§ 読解本文
最後に、この地区の公立小学校にいった。学校といっても、100uほどの粗末な空間で、ひとつの空間に5つの教室が仕切りなく存在した。一方には壁がなく、外から自由にのぞける。半ば青空教室のような感じだ。教師の給料などは国が支払うが、文具等は生徒が自分で購入しなければならない。長椅子、長机、黒板があった。。この学校は朝夕の2部制であり、国の奨学金の制度もあるという。多くの生徒が、汚いながらも一応制服を着ていた。旧英領植民地諸国では、基本的にどの国でも生徒に制服着用を義務付けている。バングラデシュで訪問したウッタランの学校よりも、カルカッタのこの学校のほうがイギリスの影響が強いということなのであろうか。
視察を終えて
この地区が、不法占拠者(スクォッター)などがバラック小屋をたててつくるスラムなどと違う点は、人々が建物の所有権を持っていることである。このため、追い立てや立ち退きなどの居住上の不安がない。また、カルカッタ中心街と大きな川を挟んでいるという地理的な特徴から、アメリカ合衆国の都市の中心街で行われている、ジェントリフィケーション、つまり、投機的デベロッパーがスラムの土地を安く買いしめ、再開発をして高く売ることで、住む場所を追われるおそれがないという点も見逃せない。人々は、ここで、永く生活してきたし、これからもここで生活してゆくのだ。それだけに、このスラムプロジェクトは、「広場という空間」を場としたコミュニティディベロップメントに活動の重点をおかなければならない理由が十分あるのである。

§ 資料
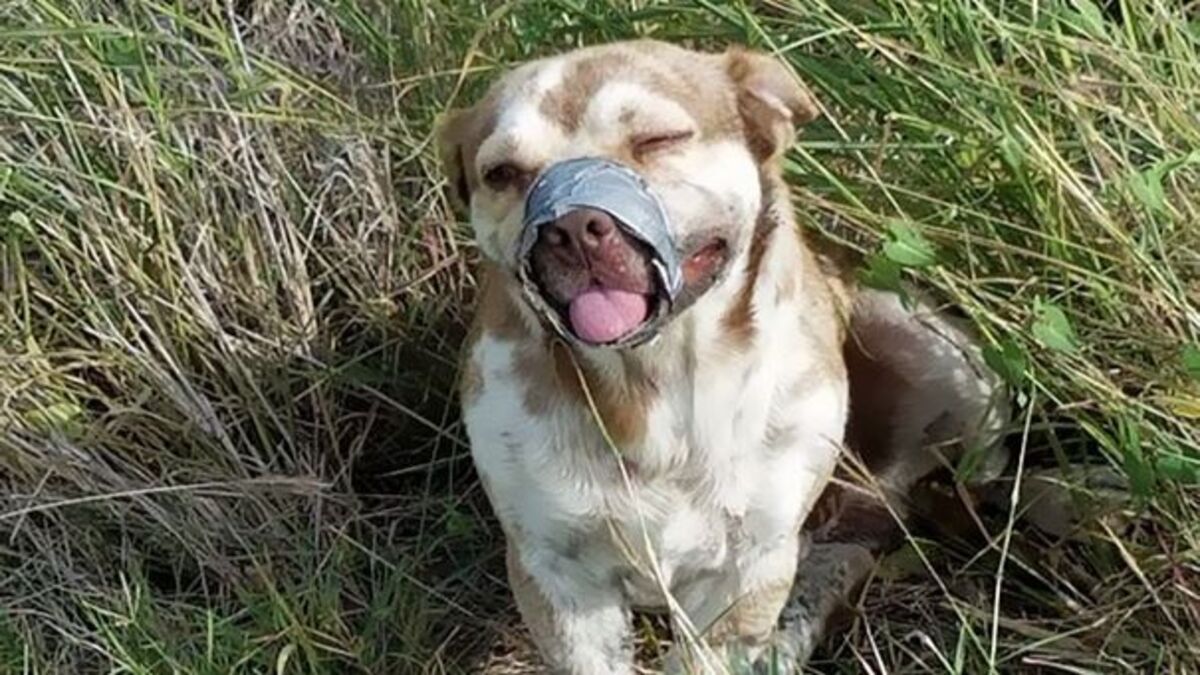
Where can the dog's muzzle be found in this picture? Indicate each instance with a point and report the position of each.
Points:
(601, 184)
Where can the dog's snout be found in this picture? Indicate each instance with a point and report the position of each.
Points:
(586, 230)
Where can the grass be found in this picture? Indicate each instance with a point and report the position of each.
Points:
(232, 293)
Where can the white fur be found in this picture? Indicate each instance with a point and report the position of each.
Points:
(712, 508)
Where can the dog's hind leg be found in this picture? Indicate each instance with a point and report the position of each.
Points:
(921, 396)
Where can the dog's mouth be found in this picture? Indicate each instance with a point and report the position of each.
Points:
(611, 302)
(598, 258)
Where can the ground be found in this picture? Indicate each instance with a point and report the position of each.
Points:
(232, 294)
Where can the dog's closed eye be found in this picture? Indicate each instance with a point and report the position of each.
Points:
(645, 144)
(507, 174)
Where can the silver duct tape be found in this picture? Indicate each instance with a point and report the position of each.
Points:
(601, 184)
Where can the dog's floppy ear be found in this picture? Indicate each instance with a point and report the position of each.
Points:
(771, 100)
(451, 131)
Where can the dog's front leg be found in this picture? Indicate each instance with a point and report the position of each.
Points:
(737, 613)
(580, 625)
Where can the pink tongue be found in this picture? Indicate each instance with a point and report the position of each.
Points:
(601, 315)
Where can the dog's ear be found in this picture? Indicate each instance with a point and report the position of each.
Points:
(451, 131)
(771, 100)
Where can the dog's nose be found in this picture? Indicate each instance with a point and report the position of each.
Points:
(586, 230)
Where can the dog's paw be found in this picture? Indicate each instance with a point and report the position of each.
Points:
(773, 657)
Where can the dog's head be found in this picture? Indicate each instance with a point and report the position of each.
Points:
(700, 131)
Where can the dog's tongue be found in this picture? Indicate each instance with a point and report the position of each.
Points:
(601, 315)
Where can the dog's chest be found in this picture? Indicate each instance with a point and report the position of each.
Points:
(703, 477)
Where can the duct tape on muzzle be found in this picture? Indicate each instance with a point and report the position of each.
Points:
(595, 183)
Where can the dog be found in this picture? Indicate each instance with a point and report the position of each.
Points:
(681, 472)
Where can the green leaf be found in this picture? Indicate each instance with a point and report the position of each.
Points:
(1179, 469)
(1147, 185)
(1053, 329)
(1137, 466)
(1007, 359)
(1192, 360)
(907, 246)
(881, 274)
(63, 417)
(16, 226)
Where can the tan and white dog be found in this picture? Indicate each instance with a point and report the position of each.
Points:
(679, 473)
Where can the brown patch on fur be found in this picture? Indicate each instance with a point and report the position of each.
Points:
(459, 138)
(771, 102)
(738, 320)
(497, 312)
(567, 103)
(876, 390)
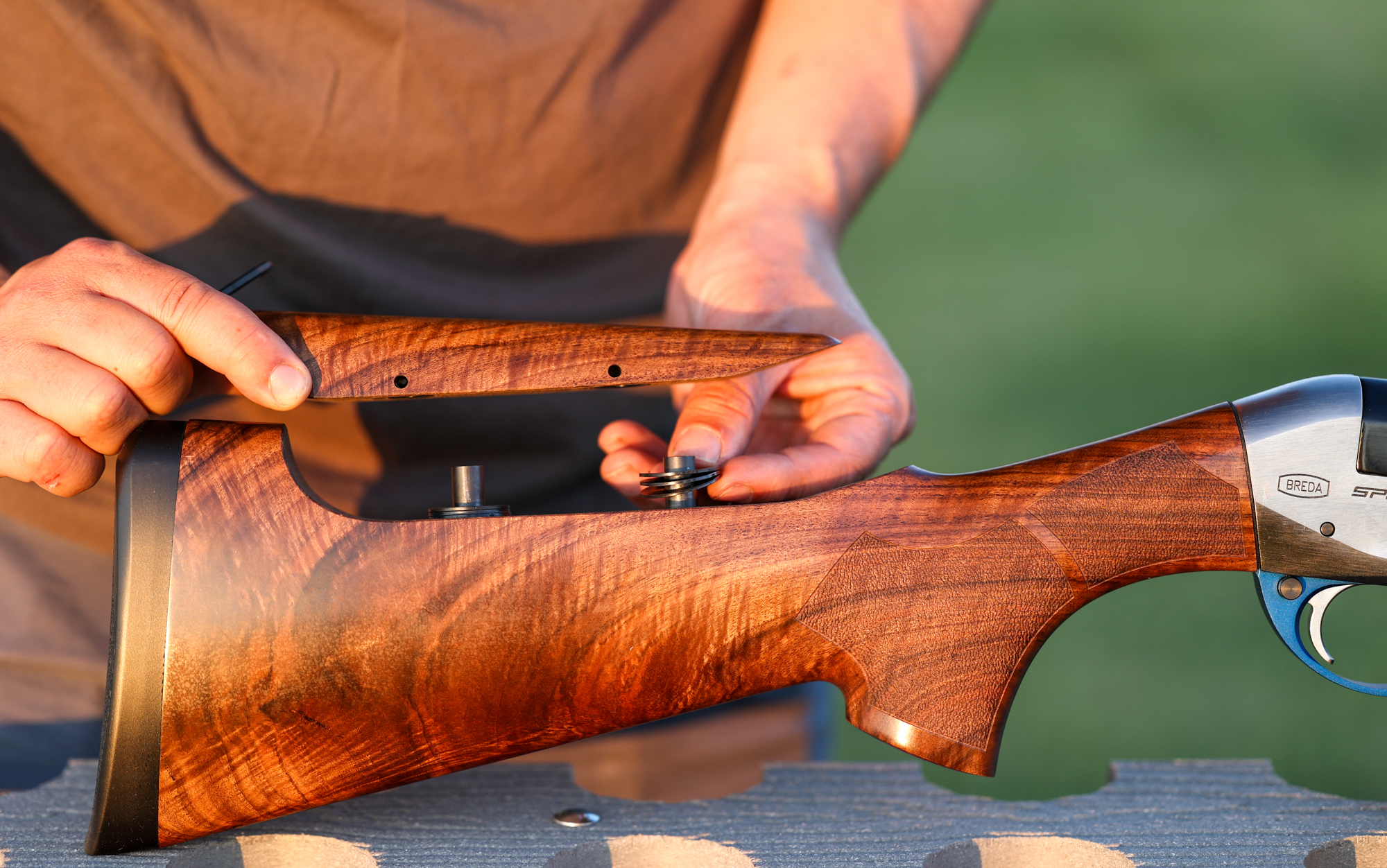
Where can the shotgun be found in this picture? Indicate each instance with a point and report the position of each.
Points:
(271, 654)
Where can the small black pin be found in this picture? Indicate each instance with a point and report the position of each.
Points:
(234, 288)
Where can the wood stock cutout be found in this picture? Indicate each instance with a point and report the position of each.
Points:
(352, 357)
(314, 657)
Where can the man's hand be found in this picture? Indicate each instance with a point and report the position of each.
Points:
(791, 431)
(98, 338)
(827, 102)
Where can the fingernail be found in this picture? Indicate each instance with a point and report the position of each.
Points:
(289, 385)
(700, 443)
(737, 493)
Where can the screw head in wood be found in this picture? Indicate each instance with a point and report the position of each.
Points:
(575, 819)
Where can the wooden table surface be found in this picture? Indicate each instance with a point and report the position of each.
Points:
(822, 815)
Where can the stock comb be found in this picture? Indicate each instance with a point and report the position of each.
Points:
(364, 358)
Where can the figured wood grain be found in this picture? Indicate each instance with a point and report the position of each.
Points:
(403, 357)
(316, 657)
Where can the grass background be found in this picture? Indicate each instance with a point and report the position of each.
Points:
(1116, 214)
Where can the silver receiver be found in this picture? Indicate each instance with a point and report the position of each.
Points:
(1317, 515)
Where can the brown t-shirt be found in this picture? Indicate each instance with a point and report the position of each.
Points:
(496, 160)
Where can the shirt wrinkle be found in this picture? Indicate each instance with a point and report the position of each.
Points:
(650, 16)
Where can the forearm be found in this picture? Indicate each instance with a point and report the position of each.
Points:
(827, 102)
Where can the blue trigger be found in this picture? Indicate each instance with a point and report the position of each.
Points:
(1285, 618)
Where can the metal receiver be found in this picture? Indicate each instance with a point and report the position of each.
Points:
(1320, 486)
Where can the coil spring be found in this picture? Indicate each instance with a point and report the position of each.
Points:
(680, 482)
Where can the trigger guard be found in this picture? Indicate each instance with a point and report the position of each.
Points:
(1285, 618)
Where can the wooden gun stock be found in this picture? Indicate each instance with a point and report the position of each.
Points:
(310, 657)
(354, 358)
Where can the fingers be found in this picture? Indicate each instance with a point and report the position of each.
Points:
(96, 338)
(88, 403)
(719, 417)
(830, 422)
(37, 450)
(207, 325)
(841, 451)
(632, 450)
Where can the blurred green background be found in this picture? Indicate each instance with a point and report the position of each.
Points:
(1114, 214)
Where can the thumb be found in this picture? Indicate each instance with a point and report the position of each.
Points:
(719, 418)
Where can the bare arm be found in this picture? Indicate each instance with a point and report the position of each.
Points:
(827, 103)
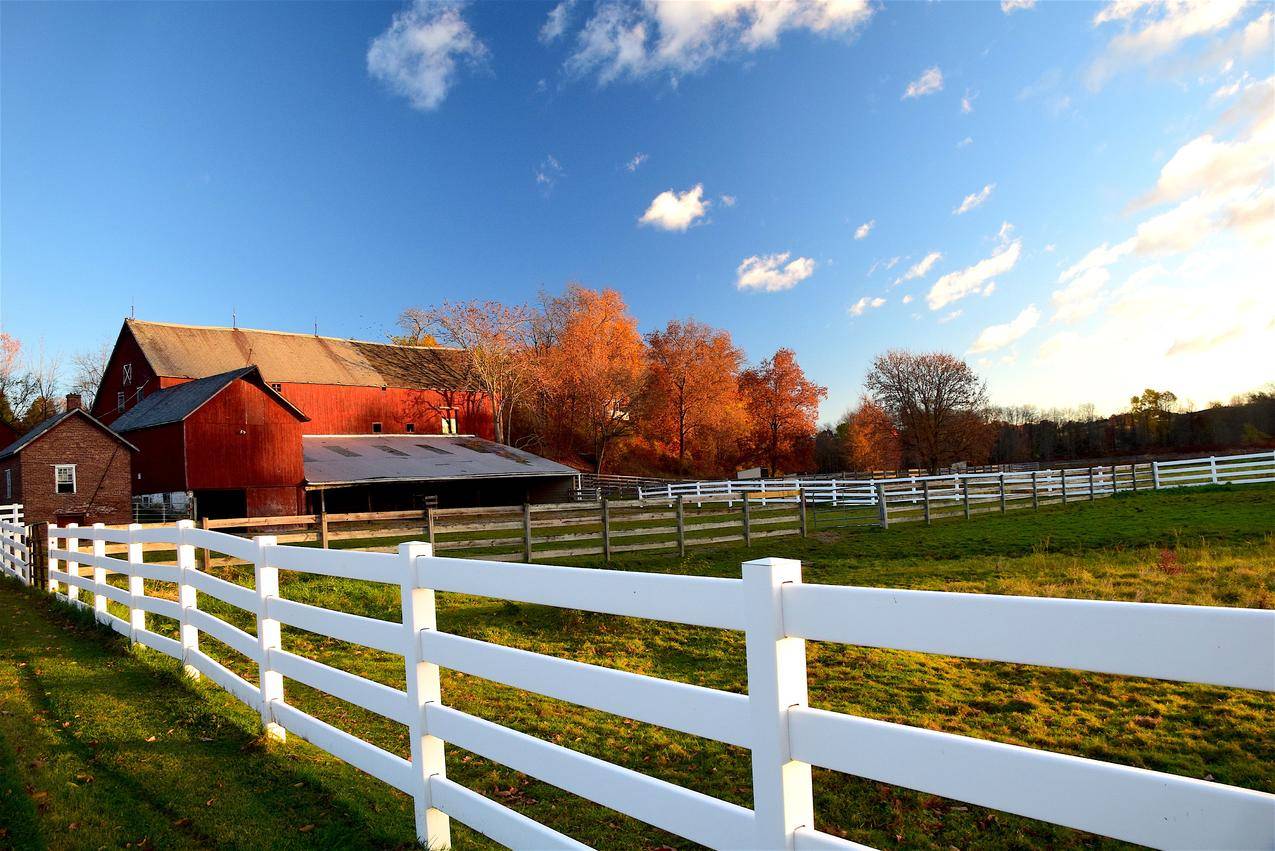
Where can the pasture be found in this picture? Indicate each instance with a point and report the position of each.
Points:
(103, 745)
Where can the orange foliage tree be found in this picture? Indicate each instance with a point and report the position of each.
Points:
(692, 394)
(782, 406)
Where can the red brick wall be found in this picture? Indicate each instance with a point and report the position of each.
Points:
(103, 468)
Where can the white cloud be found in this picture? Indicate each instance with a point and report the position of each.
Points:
(970, 280)
(631, 40)
(921, 268)
(974, 199)
(555, 24)
(671, 211)
(995, 337)
(931, 81)
(1155, 29)
(863, 304)
(773, 272)
(421, 51)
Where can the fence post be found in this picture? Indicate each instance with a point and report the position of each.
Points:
(432, 826)
(137, 587)
(186, 599)
(98, 577)
(527, 532)
(782, 795)
(268, 637)
(73, 567)
(681, 526)
(606, 530)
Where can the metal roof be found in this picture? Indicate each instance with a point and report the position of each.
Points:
(347, 459)
(194, 351)
(51, 422)
(176, 403)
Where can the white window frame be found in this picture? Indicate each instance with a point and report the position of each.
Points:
(58, 475)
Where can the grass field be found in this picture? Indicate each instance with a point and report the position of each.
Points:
(103, 745)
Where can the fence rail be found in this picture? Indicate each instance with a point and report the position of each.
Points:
(777, 613)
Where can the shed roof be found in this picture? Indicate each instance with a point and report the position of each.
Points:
(52, 422)
(176, 403)
(195, 351)
(348, 459)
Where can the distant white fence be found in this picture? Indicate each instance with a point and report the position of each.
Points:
(777, 613)
(1079, 482)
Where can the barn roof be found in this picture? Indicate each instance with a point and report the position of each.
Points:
(348, 459)
(176, 403)
(195, 351)
(52, 422)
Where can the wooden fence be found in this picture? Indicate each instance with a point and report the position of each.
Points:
(777, 613)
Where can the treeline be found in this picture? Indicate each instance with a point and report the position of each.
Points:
(571, 378)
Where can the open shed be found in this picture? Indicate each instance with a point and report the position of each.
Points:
(386, 472)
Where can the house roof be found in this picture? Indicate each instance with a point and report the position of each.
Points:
(348, 459)
(52, 422)
(176, 403)
(195, 351)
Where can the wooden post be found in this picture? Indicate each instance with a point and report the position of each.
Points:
(420, 615)
(681, 527)
(606, 530)
(782, 796)
(527, 532)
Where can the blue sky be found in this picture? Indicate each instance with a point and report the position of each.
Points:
(334, 163)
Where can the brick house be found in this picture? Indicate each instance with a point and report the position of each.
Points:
(70, 468)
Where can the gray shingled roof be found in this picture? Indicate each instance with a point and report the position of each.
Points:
(52, 422)
(176, 403)
(343, 459)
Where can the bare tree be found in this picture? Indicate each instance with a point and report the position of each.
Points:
(937, 403)
(496, 343)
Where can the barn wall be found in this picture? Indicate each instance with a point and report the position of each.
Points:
(102, 471)
(242, 439)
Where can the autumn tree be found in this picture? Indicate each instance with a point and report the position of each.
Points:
(936, 402)
(495, 342)
(590, 368)
(782, 406)
(870, 439)
(692, 389)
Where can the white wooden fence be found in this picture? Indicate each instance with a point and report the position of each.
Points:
(1081, 482)
(777, 613)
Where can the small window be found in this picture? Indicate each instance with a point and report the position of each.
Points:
(64, 476)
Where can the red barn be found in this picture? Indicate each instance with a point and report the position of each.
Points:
(343, 385)
(230, 439)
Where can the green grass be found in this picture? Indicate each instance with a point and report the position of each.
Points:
(58, 669)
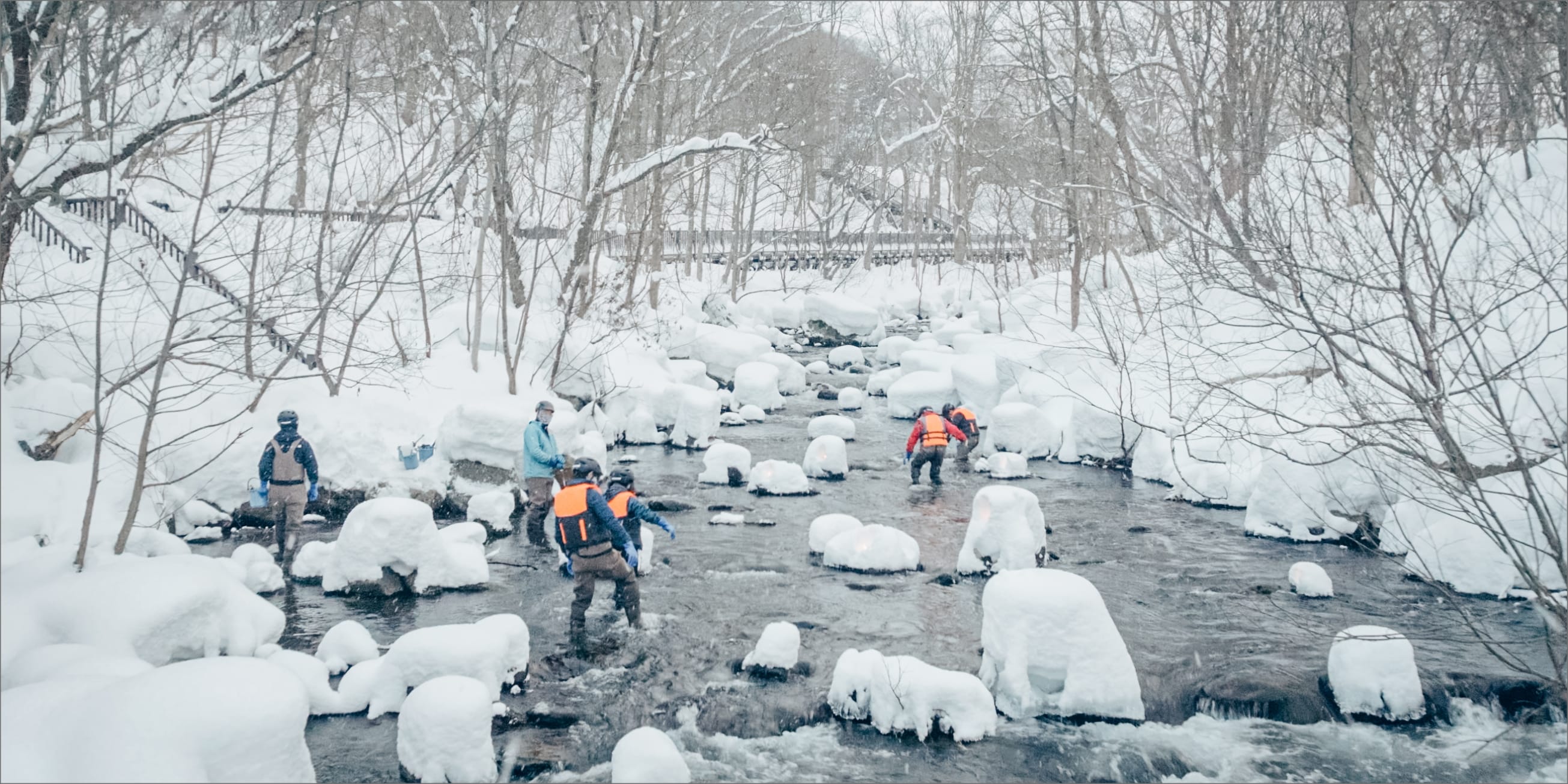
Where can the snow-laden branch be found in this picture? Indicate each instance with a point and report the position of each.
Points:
(667, 156)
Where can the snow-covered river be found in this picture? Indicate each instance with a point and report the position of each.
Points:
(1206, 613)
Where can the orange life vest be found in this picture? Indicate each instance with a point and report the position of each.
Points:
(577, 526)
(935, 430)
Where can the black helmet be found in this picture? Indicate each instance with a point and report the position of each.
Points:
(585, 468)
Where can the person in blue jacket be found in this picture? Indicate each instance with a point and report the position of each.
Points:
(540, 460)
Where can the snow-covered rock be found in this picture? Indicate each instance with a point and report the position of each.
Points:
(1007, 530)
(444, 731)
(777, 477)
(648, 756)
(872, 549)
(400, 533)
(831, 425)
(827, 458)
(758, 384)
(828, 526)
(491, 649)
(345, 645)
(1007, 466)
(778, 646)
(723, 457)
(1053, 648)
(846, 356)
(921, 387)
(852, 399)
(899, 693)
(1310, 579)
(1373, 672)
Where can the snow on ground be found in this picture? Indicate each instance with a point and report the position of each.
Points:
(648, 756)
(778, 646)
(777, 477)
(1373, 672)
(491, 649)
(1310, 579)
(872, 549)
(444, 731)
(400, 535)
(1053, 648)
(899, 693)
(827, 458)
(1007, 530)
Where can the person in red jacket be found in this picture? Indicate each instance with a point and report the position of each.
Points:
(931, 433)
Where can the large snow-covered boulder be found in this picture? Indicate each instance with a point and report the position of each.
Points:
(758, 384)
(1007, 530)
(921, 387)
(444, 731)
(872, 549)
(400, 535)
(777, 477)
(222, 719)
(831, 425)
(648, 756)
(491, 651)
(1373, 672)
(720, 460)
(828, 526)
(899, 693)
(777, 648)
(1051, 648)
(827, 458)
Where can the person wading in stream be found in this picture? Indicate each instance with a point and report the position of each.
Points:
(540, 461)
(931, 433)
(286, 464)
(597, 544)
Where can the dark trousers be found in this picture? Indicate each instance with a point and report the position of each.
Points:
(604, 567)
(932, 455)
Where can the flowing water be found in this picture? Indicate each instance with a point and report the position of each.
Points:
(1206, 613)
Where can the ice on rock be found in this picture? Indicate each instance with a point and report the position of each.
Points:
(758, 384)
(648, 756)
(345, 645)
(778, 646)
(827, 458)
(1310, 579)
(400, 533)
(223, 719)
(872, 549)
(899, 693)
(1053, 648)
(831, 425)
(828, 526)
(852, 399)
(1373, 672)
(846, 356)
(719, 461)
(1007, 530)
(491, 651)
(777, 477)
(444, 731)
(493, 508)
(921, 387)
(1007, 466)
(792, 374)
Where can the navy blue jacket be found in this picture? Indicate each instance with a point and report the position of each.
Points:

§ 実施課題
カルカッタのスラム視察を記した本文を、その最後の文に続けて書き進めてください。

§ 記述解答
視察が終了し、再び本部事務所に戻ってくる。口に入れると蜂蜜がしみ出してくるあまーいお菓子など様々なお菓子を頂いた。そして、ここに住む女性の方とその子供たちと軽く懇談した。子供たちは我々に電話番号を聞いたり、住所を聞いたりした。また、私のノートに子供たちは、自分の名前を英語で書いてくれた。最後に事務所の女性の方が、我々のために書いてくれた詩を、朗読してくれた。その詩は、我々の心に何ともいえない暖かみを与えてくれた。
これだけ歓待されると、われわれはますます本部事務所を立ち去りがたくなった。だが、時間は無情に過ぎてゆく。チャクラボーティ博士は、ここを出なければならない時間がきた、とわれわれをせきたてた。事務所の方々すべてに別れの挨拶とお礼を言い、事務所を出て、大きな通りまで子供と手をつなぎ歩く。街を子供たちとまわっていたときよりも私の手を握る子供の力は強かった。我々の前にリキシャーがとまった。リキシャーに乗り込む。子供たちは、見えなくなる曲がりかどまで手をふってくれていた。つぶれたジュート工場を左手に見ながら、われわれは船着き場に着いた。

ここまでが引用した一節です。